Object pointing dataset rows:
⁂
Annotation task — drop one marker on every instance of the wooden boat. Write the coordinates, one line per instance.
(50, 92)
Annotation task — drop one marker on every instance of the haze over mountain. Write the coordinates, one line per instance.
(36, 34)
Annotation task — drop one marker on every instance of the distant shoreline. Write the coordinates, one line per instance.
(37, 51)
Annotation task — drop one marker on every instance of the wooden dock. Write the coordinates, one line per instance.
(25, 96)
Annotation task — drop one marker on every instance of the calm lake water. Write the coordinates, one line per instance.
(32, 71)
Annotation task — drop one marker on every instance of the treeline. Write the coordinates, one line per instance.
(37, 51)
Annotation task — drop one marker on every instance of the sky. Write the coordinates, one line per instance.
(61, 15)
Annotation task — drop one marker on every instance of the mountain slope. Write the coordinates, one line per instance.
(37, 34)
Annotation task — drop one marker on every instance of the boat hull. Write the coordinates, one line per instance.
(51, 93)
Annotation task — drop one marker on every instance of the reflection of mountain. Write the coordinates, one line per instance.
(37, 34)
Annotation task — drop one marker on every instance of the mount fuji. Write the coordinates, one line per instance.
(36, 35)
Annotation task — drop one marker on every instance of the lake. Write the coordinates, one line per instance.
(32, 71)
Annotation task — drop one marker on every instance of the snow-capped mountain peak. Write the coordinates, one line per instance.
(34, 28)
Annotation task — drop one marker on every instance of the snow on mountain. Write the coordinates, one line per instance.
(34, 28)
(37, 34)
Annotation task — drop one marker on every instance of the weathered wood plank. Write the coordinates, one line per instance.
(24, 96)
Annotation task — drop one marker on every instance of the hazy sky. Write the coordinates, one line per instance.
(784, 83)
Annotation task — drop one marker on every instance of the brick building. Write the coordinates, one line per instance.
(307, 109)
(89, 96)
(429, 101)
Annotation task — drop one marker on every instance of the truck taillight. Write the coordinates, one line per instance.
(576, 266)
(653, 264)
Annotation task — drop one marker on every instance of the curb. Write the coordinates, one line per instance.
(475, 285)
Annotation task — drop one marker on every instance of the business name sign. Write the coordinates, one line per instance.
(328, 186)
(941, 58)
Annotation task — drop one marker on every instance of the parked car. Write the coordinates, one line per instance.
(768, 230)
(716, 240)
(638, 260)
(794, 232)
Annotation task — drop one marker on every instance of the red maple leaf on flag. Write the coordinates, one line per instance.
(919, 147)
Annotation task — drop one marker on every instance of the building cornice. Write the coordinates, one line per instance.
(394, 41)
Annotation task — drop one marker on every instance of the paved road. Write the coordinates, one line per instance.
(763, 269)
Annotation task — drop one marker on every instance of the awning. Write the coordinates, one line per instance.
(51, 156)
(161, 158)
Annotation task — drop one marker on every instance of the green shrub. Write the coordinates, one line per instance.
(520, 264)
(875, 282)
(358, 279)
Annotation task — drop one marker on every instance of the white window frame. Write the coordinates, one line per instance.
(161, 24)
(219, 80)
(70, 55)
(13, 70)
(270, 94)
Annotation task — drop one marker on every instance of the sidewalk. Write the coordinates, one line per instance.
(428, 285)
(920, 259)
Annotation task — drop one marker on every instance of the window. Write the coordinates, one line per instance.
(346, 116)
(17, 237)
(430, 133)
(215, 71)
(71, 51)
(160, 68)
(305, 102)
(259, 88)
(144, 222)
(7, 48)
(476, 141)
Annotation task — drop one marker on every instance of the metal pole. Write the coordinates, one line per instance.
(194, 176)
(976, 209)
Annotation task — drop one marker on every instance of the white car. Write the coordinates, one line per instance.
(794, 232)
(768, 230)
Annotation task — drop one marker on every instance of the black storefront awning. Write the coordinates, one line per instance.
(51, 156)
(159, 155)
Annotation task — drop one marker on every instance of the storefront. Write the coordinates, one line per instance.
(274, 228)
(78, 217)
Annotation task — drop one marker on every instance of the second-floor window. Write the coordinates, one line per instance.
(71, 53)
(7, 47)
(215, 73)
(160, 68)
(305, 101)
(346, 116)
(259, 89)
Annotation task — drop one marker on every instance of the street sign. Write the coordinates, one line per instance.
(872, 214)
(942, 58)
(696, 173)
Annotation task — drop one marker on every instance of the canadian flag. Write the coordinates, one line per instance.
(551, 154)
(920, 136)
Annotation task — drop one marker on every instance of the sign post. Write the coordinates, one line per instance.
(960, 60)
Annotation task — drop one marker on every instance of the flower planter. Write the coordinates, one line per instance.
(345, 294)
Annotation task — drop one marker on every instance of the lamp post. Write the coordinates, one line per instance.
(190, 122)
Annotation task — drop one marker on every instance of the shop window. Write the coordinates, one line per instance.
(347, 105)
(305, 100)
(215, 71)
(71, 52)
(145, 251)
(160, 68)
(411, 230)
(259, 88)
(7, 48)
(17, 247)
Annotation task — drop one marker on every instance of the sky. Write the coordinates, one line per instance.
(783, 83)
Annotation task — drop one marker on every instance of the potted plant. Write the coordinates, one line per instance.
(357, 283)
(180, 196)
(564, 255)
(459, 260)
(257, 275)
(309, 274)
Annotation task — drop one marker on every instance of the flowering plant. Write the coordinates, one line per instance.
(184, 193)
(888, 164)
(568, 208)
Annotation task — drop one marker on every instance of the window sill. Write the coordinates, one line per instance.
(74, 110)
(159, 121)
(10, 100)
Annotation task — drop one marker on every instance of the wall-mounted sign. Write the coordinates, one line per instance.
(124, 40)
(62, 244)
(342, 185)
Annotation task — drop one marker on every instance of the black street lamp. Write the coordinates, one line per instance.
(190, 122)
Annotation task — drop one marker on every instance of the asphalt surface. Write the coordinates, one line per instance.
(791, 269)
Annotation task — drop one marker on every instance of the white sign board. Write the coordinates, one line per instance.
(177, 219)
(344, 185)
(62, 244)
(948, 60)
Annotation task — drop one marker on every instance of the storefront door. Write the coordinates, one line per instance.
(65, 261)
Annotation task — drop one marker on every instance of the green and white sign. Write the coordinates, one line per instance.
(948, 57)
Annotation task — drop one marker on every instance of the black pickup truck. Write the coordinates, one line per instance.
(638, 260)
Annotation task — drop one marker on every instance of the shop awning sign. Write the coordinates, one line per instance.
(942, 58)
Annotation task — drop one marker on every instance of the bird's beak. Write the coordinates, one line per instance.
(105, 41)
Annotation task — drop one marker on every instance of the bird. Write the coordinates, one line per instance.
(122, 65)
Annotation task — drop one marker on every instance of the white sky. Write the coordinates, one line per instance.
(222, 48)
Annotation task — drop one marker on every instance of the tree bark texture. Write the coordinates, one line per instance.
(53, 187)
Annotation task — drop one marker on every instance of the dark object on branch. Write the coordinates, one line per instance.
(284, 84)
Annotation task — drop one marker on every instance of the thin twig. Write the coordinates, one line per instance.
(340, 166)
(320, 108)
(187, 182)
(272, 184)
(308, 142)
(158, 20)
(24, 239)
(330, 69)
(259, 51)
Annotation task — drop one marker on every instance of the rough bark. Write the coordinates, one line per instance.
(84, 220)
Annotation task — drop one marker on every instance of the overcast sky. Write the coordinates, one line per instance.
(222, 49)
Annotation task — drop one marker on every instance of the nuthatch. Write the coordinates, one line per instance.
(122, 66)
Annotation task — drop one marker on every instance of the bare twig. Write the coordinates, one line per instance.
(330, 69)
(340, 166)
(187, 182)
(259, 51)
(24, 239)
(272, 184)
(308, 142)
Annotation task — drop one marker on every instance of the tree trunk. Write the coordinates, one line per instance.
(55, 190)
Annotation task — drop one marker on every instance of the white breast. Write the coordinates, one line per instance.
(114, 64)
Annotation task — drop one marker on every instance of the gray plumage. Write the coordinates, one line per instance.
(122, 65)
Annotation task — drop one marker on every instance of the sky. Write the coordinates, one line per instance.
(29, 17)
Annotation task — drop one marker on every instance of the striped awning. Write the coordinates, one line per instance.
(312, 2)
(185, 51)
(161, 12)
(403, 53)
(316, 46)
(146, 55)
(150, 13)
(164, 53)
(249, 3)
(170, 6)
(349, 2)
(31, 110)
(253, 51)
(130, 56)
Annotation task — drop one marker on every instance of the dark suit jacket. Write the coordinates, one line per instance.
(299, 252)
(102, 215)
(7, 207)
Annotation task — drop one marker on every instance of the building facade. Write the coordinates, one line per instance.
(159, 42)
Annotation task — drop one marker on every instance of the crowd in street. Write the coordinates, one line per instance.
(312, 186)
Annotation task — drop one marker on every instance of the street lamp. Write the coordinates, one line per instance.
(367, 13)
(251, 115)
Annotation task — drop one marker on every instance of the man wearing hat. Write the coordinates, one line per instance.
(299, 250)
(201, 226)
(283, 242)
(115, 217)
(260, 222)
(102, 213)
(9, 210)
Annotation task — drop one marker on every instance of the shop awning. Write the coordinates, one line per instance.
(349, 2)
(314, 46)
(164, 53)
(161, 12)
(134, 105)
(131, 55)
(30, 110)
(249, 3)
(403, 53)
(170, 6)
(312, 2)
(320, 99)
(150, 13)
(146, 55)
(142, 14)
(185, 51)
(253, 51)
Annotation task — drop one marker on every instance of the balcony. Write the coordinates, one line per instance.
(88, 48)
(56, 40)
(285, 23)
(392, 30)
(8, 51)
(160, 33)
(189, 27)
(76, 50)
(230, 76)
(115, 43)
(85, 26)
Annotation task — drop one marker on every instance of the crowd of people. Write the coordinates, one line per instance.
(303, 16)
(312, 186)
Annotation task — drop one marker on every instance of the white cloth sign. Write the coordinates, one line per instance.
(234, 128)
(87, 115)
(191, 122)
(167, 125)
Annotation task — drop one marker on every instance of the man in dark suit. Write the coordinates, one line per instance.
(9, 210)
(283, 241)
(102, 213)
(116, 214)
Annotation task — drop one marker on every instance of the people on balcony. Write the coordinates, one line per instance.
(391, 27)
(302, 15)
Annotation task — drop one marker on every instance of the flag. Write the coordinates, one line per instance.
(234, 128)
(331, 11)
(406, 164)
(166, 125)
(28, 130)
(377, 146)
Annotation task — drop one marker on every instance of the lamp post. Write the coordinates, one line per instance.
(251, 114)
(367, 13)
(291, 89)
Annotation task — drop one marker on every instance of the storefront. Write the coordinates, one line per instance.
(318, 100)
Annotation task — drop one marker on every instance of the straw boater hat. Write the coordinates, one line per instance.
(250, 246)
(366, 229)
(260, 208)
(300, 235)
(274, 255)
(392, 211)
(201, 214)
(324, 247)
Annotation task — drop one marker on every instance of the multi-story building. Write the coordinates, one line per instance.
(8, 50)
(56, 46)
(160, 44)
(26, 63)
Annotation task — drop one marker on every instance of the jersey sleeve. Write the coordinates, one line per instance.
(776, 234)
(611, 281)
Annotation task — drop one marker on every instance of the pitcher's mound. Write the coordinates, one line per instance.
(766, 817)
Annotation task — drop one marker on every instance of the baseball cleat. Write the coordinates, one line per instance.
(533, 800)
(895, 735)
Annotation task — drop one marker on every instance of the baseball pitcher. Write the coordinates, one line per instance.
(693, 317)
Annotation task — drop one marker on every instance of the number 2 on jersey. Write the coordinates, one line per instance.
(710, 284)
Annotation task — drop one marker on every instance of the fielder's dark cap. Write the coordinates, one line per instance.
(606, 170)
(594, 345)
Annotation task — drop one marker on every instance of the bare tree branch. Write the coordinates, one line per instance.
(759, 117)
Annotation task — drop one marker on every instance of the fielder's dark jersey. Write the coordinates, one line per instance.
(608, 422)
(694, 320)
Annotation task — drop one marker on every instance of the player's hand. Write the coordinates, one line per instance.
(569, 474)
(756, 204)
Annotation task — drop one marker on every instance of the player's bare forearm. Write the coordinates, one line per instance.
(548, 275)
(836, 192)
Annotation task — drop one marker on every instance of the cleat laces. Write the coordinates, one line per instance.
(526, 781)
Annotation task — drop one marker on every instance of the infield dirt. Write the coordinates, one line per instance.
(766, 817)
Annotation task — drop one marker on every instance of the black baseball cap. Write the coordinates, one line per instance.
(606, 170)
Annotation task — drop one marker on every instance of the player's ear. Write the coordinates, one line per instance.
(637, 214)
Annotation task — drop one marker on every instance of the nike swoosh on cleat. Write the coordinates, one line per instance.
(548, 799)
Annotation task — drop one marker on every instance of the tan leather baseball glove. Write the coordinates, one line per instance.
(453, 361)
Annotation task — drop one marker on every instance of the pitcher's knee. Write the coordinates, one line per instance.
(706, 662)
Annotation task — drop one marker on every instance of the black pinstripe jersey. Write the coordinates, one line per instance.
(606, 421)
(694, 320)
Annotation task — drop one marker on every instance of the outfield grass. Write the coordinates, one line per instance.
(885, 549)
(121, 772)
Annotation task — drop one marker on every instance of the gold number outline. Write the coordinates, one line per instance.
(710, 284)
⁂
▶ [WHAT TO WORK ON] Copy out the stretch of entries from the line containing "of the nike" through the end of the entries in full, increasing every coordinate number by 141.

▶ [RESULT FOR THIS EXERCISE]
Annotation task — drop one marker on every instance of the nike swoosh on cleat. Write the coordinates, one line per instance.
(689, 940)
Annotation task — drop one marker on every instance of the tan leather baseball glove. Write the coordinates, one line per instance.
(594, 502)
Annotation task — drop one marker on every instance of the pitcher's knee. Write the coordinates, one line per instance.
(847, 803)
Annotation task — drop one marker on every instance of the black pinstripe jersey. Write the coordinates, one line per instance.
(747, 562)
(835, 461)
Annotation task — drop one marker on every instance of the outfield grass. Write the coordinates, one line per instance.
(1026, 690)
(262, 913)
Annotation task — drop one marker on every instance of the gold number outline. Write the coordinates, one line per instance.
(851, 425)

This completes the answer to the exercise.